After independence, until the mid-1960s, agriculture in India used traditional seeds, which had relatively low yields and required less irrigation. Farmers used cow dung as fertilizer.
After 1960, the use of high-yield seeds (HYV) began. This increased the use of irrigation and chemical fertilizers and pesticides. This also increased the need for irrigation. This also led to a significant increase in wheat and rice production, which is why it is also called the Green Revolution.
Agricultural Equipment
In India, traditional agricultural tools such as hoes, pickaxes, sickles, and axes are used alongside modern machinery. Farmers use tractors for plowing, harvesters for harvesting, and threshers for threshing.
Irrigation in India
Irrigation in India refers to the supply of water for cultivation and agricultural activities from Indian rivers, ponds, wells, canals, and other artificial projects. In a country like India, 64% of arable land is monsoon-dependent. The economic importance of irrigation in India includes reducing volatility in production, improving agricultural productivity, reducing dependence on monsoons, bringing more land under cultivation, creating employment opportunities, increasing access to electricity and transportation, and controlling floods and droughts.
Agricultural Exports
India's agricultural exports have reached a historic high of $50 billion. Agricultural product exports for the year 2021-22 have crossed $50 billion. This is the highest agricultural product export ever. According to provisional data released by the Directorate General of Commercial Intelligence and Statistics, agricultural production increased by 19.92 percent to $50.21 billion during 2021-22.
This growth rate is impressive and exceeds the growth rate of 17.66 percent, i.e. $41.87 billion, in 2020-21. This achievement over the last two years will significantly contribute to realizing Prime Minister Narendra Modi's dream of improving farmers' incomes. This is the highest ever export of rice, wheat, sugar, and other grains. Wheat exports have registered an unprecedented increase of 273 percent.

Stored records:
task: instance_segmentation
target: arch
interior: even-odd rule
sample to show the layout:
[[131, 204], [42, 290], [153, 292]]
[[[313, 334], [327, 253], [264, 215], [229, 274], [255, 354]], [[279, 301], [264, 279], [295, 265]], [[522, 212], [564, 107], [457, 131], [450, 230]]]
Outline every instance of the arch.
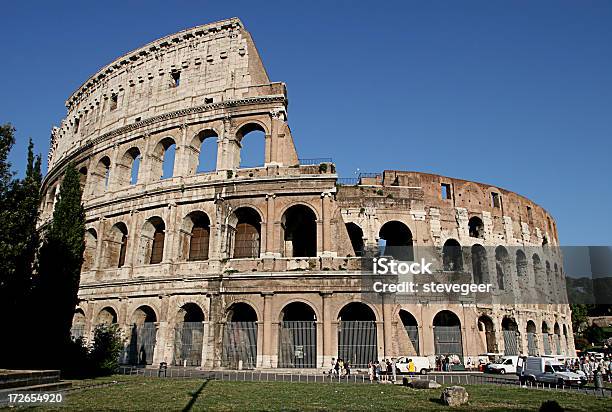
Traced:
[[183, 219], [181, 231], [182, 255], [186, 260], [207, 260], [210, 244], [210, 219], [202, 211], [196, 210]]
[[204, 311], [196, 303], [185, 303], [174, 325], [174, 364], [201, 366], [204, 346]]
[[93, 195], [105, 192], [110, 186], [110, 157], [102, 156], [91, 176], [91, 190]]
[[166, 224], [159, 216], [147, 219], [142, 227], [140, 240], [140, 263], [157, 264], [164, 259]]
[[482, 219], [478, 216], [472, 216], [470, 220], [468, 220], [468, 232], [470, 237], [475, 238], [484, 238], [484, 223]]
[[129, 148], [123, 153], [115, 168], [117, 183], [119, 186], [138, 184], [140, 163], [142, 156], [140, 149], [136, 146]]
[[117, 311], [111, 306], [105, 306], [98, 312], [96, 325], [110, 325], [117, 323]]
[[70, 327], [70, 336], [72, 339], [82, 339], [85, 335], [85, 312], [83, 309], [77, 308], [72, 316], [72, 326]]
[[168, 179], [174, 176], [176, 142], [172, 137], [161, 139], [151, 156], [151, 176], [157, 179]]
[[503, 246], [495, 248], [495, 270], [497, 272], [497, 287], [506, 289], [507, 277], [510, 275], [510, 255]]
[[213, 129], [204, 129], [193, 137], [191, 147], [197, 155], [195, 173], [217, 170], [217, 148], [219, 135]]
[[525, 279], [527, 277], [527, 266], [527, 256], [525, 256], [525, 252], [518, 249], [516, 251], [516, 275], [519, 279]]
[[355, 256], [363, 256], [363, 230], [353, 222], [346, 224], [346, 231], [348, 232], [349, 239], [351, 240], [351, 246]]
[[397, 220], [385, 223], [380, 228], [378, 237], [384, 241], [379, 243], [382, 255], [397, 260], [414, 260], [412, 232], [404, 223]]
[[363, 302], [350, 302], [338, 312], [338, 358], [363, 368], [378, 359], [376, 314]]
[[536, 325], [534, 321], [532, 320], [527, 321], [525, 332], [527, 332], [527, 354], [529, 356], [537, 356], [538, 354], [537, 336], [538, 335], [537, 335], [537, 329], [536, 329]]
[[403, 341], [410, 343], [410, 348], [406, 352], [406, 355], [419, 356], [419, 324], [416, 318], [406, 309], [400, 309], [399, 317], [404, 326], [404, 331], [406, 332], [406, 335], [402, 334], [401, 338], [403, 338]]
[[83, 252], [83, 272], [92, 269], [96, 261], [96, 251], [98, 248], [98, 233], [96, 229], [89, 228], [85, 231], [85, 250]]
[[128, 246], [128, 229], [125, 223], [115, 223], [105, 239], [106, 245], [106, 265], [107, 268], [122, 267], [125, 264], [125, 257]]
[[281, 218], [283, 256], [317, 256], [317, 217], [312, 208], [298, 204], [289, 207]]
[[489, 264], [487, 251], [482, 245], [473, 245], [472, 249], [472, 276], [474, 283], [489, 283]]
[[288, 303], [281, 310], [278, 335], [279, 368], [317, 366], [317, 315], [305, 302]]
[[487, 353], [497, 353], [495, 327], [493, 326], [493, 320], [489, 316], [481, 315], [478, 318], [478, 332]]
[[223, 329], [222, 366], [246, 369], [257, 365], [257, 312], [248, 303], [227, 308]]
[[131, 319], [130, 363], [151, 365], [157, 343], [157, 314], [151, 306], [141, 305], [136, 308]]
[[261, 250], [261, 216], [245, 206], [234, 211], [229, 220], [232, 258], [258, 258]]
[[441, 310], [433, 318], [434, 346], [436, 355], [457, 356], [463, 362], [463, 339], [461, 321], [450, 310]]
[[266, 129], [258, 122], [248, 122], [236, 131], [240, 145], [239, 167], [261, 167], [265, 163]]
[[455, 239], [448, 239], [442, 246], [442, 268], [450, 272], [463, 270], [461, 245]]

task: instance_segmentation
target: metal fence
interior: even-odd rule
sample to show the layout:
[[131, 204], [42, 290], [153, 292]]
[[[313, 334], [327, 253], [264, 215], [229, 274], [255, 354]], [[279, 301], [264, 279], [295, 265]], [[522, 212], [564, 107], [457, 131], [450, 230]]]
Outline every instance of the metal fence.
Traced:
[[174, 364], [200, 366], [204, 344], [202, 322], [181, 322], [174, 328]]
[[221, 365], [254, 369], [257, 366], [257, 323], [227, 322], [223, 328]]
[[341, 321], [338, 324], [338, 358], [349, 361], [353, 368], [366, 368], [378, 359], [376, 323], [373, 321]]
[[463, 356], [461, 326], [434, 326], [436, 355]]
[[128, 362], [132, 365], [151, 365], [155, 351], [157, 328], [153, 322], [132, 326], [128, 346]]
[[315, 368], [317, 328], [312, 321], [286, 321], [278, 334], [279, 368]]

_Task set_
#1 Please update the passage on Indian agriculture by replacing "tractors" with "power tillers". Begin at the words "After independence, until" and stop after "threshers for threshing.".
#2 Extend the passage on Indian agriculture with one or two more paragraphs, picking up right after its last sentence.

_Task results_
#1
After independence, until the mid-1960s, agriculture in India used traditional seeds, which had relatively low yields and required less irrigation. Farmers used cow dung as fertilizer.
After 1960, the use of high-yield seeds (HYV) began. This increased the use of irrigation and chemical fertilizers and pesticides. This also increased the need for irrigation. This also led to a significant increase in wheat and rice production, which is why it is also called the Green Revolution.
Agricultural Equipment
In India, traditional agricultural tools such as hoes, pickaxes, sickles, and axes are used alongside modern machinery. Farmers use power tillers for plowing, harvesters for harvesting, and threshers for threshing.

#2
Indian agriculture after independence
Despite an initial sluggishness in the post-independence era, independent India succeeded in developing a comprehensive agricultural program.
In the years following independence, India has made significant strides towards food security. While the country's population has tripled, grain production has increased more than fourfold, leading to a substantial rise in per capita grain availability. Prior to the mid-1960s, India relied on imports and food aid to meet its domestic needs. However, severe droughts over two consecutive years—1965 and 1966—compelled India to reform its agricultural policy and realize that it could not remain dependent on foreign aid and imports for food security. India adopted key policy reforms focused on achieving self-sufficiency in grain production. This marked the beginning of the 'Green Revolution' in India. It was initiated through the adoption of high-yielding and disease-resistant wheat varieties, alongside improved farming practices designed to boost productivity. The state of Punjab spearheaded India's Green Revolution and earned the distinction of being the country's 'breadbasket'.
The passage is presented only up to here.